OBJETIVO A: Enumera todas las líneas de las entradas que contengan la palabra "chalet", teniendo en cuenta mayúsculas y minúsculas.

FRAGMENTO SELECCIONADO:
● ● ● ● ●

La Inmaculada Concepción, Ciclo A

Fray Hermelindo Fernández Rodríguez, O.P. 

Pautas para la homilía 
Dos ideas y unas sugerencias, entresacadas de las tres Lecturas litúrgicas, que, al condensar el misterio de la Inmaculada, nos sirven de norma y ejemplo de una reflexión personal y comunitaria de la fiesta mariana que celebramos. 

La maculada y la inmaculada concepción 

El así llamado "protoevangelio" del libro del Génesis nos ha hablado del origen del mal y del pecado, porque en el principio no era el pecado sino sólo la gracia: "Vio Dios que todo era bueno". El mal y el pecado vinieron después, y no precisamente de Dios, de quien sólo puede provenir el bien, ni de otros dioses malos como creían otros pueblos. El mal y el pecado sólo pueden venir del hombre, sólo pueden estar en el hombre. 

El pecado, por otra parte, al margen de su descripción "gastronómica", consistió, como casi siempre, en una ambición desmesurada, en un deseo por parte del hombre de salirse del marco que le corresponde, de un deseo de excesiva autonomía, de un querer ser como Dios. Y este pecado no fue exclusivo de un tal Adán y una tal Eva, sino también de todos los en ellos representados, o sea, de todos. De todos, menos de una mujer totalmente excepcional, ya que, por humana, tenía que contraerlo, pero por escogida, fue redimida por Dios en forma anticipada.

● ● ● ● ●

ENTRADAS PROPORCIONADAS:

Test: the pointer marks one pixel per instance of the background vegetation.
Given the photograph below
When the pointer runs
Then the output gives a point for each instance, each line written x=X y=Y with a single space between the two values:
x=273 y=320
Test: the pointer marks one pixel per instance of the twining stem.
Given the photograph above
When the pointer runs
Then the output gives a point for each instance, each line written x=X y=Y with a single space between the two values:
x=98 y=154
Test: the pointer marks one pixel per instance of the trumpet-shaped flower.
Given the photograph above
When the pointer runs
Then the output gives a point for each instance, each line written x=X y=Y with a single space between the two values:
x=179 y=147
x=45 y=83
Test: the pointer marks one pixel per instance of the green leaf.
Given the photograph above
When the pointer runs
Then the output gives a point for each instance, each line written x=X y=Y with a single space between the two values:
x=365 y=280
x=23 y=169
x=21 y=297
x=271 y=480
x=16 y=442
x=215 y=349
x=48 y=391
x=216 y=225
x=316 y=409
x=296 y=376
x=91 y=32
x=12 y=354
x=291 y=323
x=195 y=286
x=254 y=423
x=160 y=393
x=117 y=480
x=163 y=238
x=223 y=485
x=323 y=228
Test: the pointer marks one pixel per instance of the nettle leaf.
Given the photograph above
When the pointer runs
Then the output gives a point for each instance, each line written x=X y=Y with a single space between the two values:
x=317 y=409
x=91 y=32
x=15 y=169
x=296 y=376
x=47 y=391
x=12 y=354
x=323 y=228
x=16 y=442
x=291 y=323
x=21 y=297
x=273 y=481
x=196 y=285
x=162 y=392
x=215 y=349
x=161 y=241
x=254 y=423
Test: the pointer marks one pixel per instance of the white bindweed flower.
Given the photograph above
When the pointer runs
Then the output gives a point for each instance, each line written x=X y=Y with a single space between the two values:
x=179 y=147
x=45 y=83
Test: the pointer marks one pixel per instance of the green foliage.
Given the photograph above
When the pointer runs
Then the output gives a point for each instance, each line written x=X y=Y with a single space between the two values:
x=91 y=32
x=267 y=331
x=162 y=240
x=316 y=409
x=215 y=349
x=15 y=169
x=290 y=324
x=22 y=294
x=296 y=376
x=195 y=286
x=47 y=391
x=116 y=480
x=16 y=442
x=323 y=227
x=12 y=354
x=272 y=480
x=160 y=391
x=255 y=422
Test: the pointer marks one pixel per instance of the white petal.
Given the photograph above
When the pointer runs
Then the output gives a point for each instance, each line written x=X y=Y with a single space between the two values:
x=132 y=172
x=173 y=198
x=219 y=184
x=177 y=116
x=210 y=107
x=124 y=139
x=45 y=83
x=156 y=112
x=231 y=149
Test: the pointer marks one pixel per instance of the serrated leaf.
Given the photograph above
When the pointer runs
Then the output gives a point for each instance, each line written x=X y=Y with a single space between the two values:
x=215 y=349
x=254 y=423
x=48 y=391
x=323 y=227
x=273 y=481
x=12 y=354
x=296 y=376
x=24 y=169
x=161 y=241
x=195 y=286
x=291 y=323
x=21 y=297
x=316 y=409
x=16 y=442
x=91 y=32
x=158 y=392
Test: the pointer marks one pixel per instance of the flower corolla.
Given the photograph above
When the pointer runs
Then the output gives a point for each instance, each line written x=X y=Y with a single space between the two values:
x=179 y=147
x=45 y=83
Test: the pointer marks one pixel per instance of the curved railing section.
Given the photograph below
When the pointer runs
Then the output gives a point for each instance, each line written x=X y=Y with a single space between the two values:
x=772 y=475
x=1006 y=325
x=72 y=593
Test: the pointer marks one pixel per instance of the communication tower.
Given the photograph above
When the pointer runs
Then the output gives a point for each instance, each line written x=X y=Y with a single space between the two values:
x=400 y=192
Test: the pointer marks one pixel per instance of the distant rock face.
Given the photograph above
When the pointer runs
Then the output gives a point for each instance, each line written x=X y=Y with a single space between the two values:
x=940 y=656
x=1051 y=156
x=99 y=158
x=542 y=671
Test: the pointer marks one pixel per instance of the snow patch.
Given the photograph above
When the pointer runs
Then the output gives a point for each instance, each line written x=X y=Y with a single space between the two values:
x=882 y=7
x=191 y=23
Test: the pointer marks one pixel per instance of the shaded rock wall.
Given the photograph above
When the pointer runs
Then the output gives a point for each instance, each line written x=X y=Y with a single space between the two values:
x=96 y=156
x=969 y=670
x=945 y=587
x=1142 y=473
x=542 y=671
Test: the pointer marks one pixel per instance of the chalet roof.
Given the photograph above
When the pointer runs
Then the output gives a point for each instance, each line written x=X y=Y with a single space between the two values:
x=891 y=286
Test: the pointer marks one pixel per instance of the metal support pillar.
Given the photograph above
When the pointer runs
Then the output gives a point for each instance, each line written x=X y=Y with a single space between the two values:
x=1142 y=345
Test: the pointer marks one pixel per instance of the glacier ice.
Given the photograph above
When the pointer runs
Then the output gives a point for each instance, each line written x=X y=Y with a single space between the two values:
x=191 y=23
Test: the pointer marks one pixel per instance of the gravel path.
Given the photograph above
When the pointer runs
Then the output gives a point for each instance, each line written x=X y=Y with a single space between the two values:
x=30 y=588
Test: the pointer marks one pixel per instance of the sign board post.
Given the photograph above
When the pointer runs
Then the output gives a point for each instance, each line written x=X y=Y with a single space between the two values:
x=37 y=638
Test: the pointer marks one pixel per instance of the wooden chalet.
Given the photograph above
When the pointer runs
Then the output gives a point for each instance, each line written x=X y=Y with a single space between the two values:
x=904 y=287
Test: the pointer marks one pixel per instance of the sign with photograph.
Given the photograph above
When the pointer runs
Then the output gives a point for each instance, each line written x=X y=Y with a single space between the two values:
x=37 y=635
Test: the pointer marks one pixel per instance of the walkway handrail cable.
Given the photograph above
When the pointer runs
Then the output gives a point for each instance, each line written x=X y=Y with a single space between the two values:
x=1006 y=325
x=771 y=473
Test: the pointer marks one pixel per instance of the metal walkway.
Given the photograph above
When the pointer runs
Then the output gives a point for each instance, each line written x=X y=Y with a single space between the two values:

● ● ● ● ●

OBJETIVO B: En el fragmento seleccionado, ¿qué frase del Génesis se cita para mostrar que en el principio solo existía la gracia?

RESPUESTA COMPLETA A:
Test: the pointer marks one pixel per instance of the chalet roof.
Test: the pointer marks one pixel per instance of the wooden chalet.

RESPUESTA COMPLETA B: "Vio Dios que todo era bueno".